§ **TEXT SEGMENT**
§ §

To start with, the name of the play: O'Neill adapted it from Fitzgerald's famous stanza,

A Book of Verses, underneath the Bough,
A Jug of Wine, a Loaf of Bread--and Thou
Beside me singing in the Wilderness-
Oh, Wilderness were Paradise enow!,

In which all the nouns, as in German, lead off with capitals. There is not much difference between Oh, Wilderness! and Ah, Wilderness! other than the one vowel and a pursed versus an elongated mouth, except that the Oh could connote passion, the Ah a mood of reminiscence that might be cheerful or might not. A wilderness doesn't strike us as an upbeat topic for a play. We could assume the word carries irony, but irony usually goes the other way: an upbeat word implies or includes something else, as in Beckett's title Happy Days.

The play, set in New London, Connecticut, opens on the holiday of holidays, July 4th, in the year 1906. Despite the screens, hot-weather flies buzz into the house the second anyone opens a door. Outside, eleven-year-old Tommy keeps setting off firecrackers that make everybody inside Jump. Apart from these trivial irritants, the atmosphere in the home of the Miller family breathes serenity, time out from work, but not altogether from domestic routine. In the supposedly traditional spirit of Independence Day, the dramatic temperature will remain mostly low, from the first scene on.

O'Neill puts climaxes into the first three acts and the first two scenes of Act Four, such as a squabble between Nat Miller, the good-natured editor and paterfamilias, and a neighbor, Dave McComber, who sells "dry goods" and whose daughter Muriel has received wildly affectionate billets doux from Nat's 16-year-old son Richard; or we have Uncle Sid's drunken and funny outburst about lobsters, love, and liquor; or Muriel's threat, uttered on the beach, to walk out on Richard. These and other moments of conflict or excitement are soft-pedaled for the most part. So is the last scene of the play, which turns into an anti-climax: Richard and his father launch a man-to-man talk of the kind that is almost unimaginable today; but Nat grows suddenly abashed and the scene subsides into a reconciliation as Richard kisses his dad good-night. Then he steps outside, meditating and looking, according to his father, "like a statue of Love's Young Dream." His parents kiss and move out of the moonlight "into the darkness of the front parlor."

A tranquil ending. Or is it? The critical consensus tells us that we caught O'Neill here in a mellow, nostalgic mood that enabled him to compose a comedy, for a change, about a typical New England family of yore. The tone evoked in this 1932 work resembles that of Wilder's Our Town, produced three years later, although I would submit that in that play too we are being exposed not to the idyll of small-town America but to its constrictions.

Perhaps we should look back and see what has happened to the characters in the course of the action. The final embrace of Nat and his wife Essie may bring them together, but they were never far apart. Nat, whom another character calls "a good scout," has in his personality a touch of the poet that responds to his son's adolescent, poetasting fervor. More enlightened than the average father of the time (insofar as we know anything about that fictitious entity), he appears eager to please--that is, not displease--his wife, although he sometimes fails. He used to swim well; now he has become "rusty." If we regard swimming as what it was for the playwright, an act of liberation, we might say that he now stays within conventional limits. His daughter Mildred does more or less the same: she remarks that she likes the water "wonderful and warm" when she goes in and that she doesn't swim "so awful far."

§ §

§ **SHORT PROBLEM 1**
Transcribe the passage of the essay on O'Neill's play that runs between "To start with, the" and "title Happy Days.", inclusive.
The essay on O'Neill's play and the listing after it were taken from two unrelated sources.

§ **PROVIDED INFORMATION**
§ §

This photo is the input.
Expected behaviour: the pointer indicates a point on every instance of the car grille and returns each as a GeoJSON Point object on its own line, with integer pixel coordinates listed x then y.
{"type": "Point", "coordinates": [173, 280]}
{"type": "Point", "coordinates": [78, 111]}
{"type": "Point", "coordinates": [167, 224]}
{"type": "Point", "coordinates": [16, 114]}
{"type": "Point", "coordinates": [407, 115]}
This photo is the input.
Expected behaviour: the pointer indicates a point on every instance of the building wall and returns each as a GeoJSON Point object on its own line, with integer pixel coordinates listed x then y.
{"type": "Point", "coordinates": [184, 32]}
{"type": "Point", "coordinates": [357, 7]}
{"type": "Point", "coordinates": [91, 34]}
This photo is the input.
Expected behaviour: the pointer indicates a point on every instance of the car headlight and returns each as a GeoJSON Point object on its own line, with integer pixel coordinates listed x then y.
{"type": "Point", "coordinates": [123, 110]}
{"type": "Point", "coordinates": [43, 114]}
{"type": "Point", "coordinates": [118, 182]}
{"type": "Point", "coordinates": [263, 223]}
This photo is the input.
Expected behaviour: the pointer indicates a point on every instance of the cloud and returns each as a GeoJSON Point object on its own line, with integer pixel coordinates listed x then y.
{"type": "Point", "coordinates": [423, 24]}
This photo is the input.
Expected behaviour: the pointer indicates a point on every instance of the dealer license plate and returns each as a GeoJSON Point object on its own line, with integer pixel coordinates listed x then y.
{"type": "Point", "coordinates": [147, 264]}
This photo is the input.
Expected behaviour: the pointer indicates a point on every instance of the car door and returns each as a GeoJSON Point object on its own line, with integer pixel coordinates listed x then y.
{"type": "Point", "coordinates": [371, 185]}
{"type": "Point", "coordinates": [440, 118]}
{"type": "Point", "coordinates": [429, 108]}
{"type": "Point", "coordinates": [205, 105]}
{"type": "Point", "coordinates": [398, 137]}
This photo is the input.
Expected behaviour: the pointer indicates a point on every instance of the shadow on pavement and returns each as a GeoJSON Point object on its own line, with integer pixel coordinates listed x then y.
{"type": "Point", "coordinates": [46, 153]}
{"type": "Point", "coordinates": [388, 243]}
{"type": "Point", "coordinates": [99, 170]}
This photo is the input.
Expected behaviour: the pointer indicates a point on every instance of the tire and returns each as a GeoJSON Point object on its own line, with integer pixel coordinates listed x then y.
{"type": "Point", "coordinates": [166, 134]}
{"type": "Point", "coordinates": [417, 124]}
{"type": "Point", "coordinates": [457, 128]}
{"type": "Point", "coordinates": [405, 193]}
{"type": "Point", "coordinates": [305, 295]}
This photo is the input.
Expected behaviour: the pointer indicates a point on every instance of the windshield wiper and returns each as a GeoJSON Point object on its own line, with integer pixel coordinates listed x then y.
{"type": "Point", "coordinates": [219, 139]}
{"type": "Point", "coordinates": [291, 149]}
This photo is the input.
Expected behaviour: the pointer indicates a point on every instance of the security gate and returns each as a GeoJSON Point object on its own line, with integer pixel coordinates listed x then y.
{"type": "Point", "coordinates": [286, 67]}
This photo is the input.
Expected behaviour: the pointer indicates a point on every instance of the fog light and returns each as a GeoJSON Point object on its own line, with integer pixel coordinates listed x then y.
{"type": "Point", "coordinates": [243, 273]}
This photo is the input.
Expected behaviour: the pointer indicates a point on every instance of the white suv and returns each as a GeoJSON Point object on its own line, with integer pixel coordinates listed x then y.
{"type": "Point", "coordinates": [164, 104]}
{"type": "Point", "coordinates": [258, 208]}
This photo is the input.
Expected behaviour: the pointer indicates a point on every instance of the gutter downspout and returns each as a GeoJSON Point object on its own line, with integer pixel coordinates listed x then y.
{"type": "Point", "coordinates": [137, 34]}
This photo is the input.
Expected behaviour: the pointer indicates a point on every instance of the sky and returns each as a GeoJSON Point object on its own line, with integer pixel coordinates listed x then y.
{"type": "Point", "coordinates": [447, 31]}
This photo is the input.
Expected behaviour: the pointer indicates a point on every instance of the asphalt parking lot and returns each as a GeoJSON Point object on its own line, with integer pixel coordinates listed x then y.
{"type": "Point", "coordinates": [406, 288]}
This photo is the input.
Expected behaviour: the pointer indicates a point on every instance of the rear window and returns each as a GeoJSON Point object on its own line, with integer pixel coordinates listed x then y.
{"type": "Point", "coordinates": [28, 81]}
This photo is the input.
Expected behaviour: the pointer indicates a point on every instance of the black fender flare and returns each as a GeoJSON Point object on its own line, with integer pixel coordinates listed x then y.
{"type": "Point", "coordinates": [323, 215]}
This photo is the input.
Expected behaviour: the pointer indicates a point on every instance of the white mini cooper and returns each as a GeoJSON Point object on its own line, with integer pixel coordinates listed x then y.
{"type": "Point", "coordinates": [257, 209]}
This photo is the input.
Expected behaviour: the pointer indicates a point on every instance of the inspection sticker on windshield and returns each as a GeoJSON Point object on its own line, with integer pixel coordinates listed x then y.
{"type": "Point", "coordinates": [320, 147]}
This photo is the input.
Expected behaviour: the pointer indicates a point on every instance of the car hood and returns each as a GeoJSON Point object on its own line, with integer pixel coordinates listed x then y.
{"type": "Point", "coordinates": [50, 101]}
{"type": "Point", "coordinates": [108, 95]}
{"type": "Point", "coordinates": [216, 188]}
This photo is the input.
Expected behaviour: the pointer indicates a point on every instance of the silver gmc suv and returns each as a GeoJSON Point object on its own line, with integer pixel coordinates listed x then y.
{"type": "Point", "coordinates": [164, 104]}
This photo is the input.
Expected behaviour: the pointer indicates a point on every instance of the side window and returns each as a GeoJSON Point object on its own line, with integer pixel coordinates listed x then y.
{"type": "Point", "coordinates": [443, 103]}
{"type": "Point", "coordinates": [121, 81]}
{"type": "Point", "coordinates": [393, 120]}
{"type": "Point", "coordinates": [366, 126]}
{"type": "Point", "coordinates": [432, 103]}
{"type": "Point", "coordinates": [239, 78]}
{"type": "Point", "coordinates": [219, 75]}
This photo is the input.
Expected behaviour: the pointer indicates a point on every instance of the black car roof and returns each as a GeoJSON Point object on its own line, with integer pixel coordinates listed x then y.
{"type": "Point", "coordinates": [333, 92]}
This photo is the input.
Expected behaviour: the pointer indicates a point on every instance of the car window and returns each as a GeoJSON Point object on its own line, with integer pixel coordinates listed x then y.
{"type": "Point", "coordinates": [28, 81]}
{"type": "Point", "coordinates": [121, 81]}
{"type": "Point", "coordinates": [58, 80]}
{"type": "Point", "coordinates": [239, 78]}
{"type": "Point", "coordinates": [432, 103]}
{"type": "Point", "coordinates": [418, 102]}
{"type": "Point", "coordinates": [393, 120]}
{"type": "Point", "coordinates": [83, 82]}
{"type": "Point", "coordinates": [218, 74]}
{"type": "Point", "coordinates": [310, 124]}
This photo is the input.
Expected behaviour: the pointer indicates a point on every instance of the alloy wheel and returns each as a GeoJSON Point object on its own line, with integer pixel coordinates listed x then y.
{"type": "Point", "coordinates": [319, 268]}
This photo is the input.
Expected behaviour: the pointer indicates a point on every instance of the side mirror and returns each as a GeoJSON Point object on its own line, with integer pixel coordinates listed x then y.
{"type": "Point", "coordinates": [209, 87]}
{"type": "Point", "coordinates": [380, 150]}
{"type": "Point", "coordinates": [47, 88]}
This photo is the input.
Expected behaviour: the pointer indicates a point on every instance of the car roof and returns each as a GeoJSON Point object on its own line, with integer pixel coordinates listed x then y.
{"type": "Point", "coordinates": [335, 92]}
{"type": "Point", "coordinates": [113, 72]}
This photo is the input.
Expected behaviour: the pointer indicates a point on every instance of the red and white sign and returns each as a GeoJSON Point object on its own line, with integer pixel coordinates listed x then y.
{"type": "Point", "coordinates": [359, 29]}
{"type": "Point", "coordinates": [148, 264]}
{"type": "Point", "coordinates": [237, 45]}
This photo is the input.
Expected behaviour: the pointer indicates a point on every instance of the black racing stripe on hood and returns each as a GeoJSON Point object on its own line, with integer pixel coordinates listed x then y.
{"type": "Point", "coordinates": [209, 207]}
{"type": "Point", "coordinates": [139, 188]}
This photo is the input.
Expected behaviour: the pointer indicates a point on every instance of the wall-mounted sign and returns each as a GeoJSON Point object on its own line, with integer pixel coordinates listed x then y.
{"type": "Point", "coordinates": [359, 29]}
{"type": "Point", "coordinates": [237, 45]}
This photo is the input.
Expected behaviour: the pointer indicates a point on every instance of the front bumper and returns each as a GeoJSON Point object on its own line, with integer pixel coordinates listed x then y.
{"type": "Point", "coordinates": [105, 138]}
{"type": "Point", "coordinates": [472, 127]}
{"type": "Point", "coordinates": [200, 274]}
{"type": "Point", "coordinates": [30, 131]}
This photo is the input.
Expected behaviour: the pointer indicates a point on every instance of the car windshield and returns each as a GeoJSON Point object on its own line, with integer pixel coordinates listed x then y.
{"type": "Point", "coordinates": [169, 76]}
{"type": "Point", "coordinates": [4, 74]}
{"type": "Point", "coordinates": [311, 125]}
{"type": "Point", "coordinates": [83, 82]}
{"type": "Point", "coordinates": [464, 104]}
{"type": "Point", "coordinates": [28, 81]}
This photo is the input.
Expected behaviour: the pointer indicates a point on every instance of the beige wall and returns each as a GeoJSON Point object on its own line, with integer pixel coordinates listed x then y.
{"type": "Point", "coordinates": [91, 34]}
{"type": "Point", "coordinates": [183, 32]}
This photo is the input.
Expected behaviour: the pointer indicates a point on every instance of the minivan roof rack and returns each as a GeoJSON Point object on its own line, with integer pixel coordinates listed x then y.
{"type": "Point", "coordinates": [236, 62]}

§ §

§ **SHORT PROBLEM 2**
Rewrite the listing from its first line through the line holding "the car grille", inclusive, with "pointer" changed to "cursor" and nothing else altered. Return only those lines.

§ **WORKED ANSWER 1**
To start with, the name of the play: O'Neill adapted it from Fitzgerald's famous stanza,

A Book of Verses, underneath the Bough,
A Jug of Wine, a Loaf of Bread--and Thou
Beside me singing in the Wilderness-
Oh, Wilderness were Paradise enow!,

In which all the nouns, as in German, lead off with capitals. There is not much difference between Oh, Wilderness! and Ah, Wilderness! other than the one vowel and a pursed versus an elongated mouth, except that the Oh could connote passion, the Ah a mood of reminiscence that might be cheerful or might not. A wilderness doesn't strike us as an upbeat topic for a play. We could assume the word carries irony, but irony usually goes the other way: an upbeat word implies or includes something else, as in Beckett's title Happy Days.

§ **WORKED ANSWER 2**
This photo is the input.
Expected behaviour: the cursor indicates a point on every instance of the car grille and returns each as a GeoJSON Point object on its own line, with integer pixel coordinates listed x then y.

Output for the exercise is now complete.